■ **Information**:
---+---

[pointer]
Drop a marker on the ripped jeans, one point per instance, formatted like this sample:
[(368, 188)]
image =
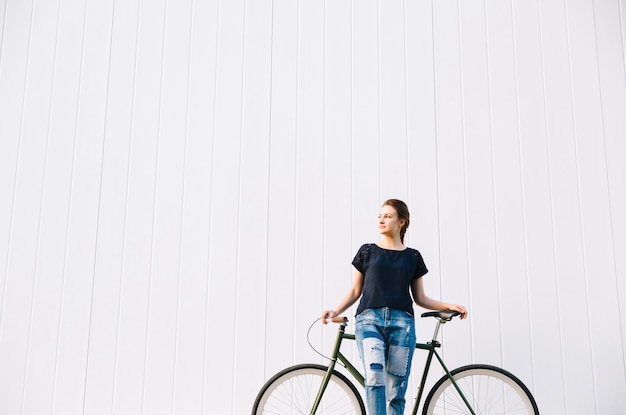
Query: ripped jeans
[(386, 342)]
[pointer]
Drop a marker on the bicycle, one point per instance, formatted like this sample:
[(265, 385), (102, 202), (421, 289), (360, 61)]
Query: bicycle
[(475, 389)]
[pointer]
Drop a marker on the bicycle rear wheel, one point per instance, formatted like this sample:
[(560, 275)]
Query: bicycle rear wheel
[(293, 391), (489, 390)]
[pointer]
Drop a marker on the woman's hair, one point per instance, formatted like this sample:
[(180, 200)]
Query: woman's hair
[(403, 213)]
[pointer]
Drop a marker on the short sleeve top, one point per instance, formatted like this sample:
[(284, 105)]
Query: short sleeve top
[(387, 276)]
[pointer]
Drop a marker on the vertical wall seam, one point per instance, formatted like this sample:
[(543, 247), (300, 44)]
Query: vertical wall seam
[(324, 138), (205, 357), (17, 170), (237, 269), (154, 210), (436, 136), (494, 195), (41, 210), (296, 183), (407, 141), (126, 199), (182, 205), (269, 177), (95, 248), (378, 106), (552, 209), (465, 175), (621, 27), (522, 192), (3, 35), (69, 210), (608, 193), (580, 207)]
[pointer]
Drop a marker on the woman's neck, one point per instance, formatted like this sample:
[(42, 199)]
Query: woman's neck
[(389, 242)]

---+---

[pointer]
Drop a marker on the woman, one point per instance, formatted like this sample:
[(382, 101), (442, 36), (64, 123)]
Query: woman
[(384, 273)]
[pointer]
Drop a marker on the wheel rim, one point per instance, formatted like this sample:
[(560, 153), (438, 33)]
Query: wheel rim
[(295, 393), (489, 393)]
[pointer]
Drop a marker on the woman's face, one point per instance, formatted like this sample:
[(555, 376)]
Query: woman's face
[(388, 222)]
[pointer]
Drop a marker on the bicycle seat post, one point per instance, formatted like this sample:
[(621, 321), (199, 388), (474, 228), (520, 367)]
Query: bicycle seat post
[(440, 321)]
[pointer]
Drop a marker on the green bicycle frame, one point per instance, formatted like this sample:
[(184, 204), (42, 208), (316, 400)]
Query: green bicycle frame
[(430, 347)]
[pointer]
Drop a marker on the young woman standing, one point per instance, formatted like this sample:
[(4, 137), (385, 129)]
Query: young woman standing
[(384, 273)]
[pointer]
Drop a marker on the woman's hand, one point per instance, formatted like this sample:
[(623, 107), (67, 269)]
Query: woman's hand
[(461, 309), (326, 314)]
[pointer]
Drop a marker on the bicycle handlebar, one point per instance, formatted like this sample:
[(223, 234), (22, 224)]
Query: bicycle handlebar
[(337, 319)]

---+---

■ **Prompt**:
The lines above from the one with "Drop a marker on the bicycle seat" through the one with "Drop a marker on the young" are to be duplicated exactly, ends included, with nothing added.

■ **Answer to this task**:
Drop a marker on the bicycle seat post, one point per instance, formatted like this sample:
[(621, 321), (199, 388), (474, 228), (520, 367)]
Query: bicycle seat post
[(440, 321)]
[pointer]
Drop a marker on the green bicycle frame, one point per instance, formatted like this sample:
[(184, 204), (42, 208), (316, 400)]
Query: green bicycle frame
[(430, 347)]
[pointer]
Drop a marker on the young woman standing, one point per instance, formatted like this sample:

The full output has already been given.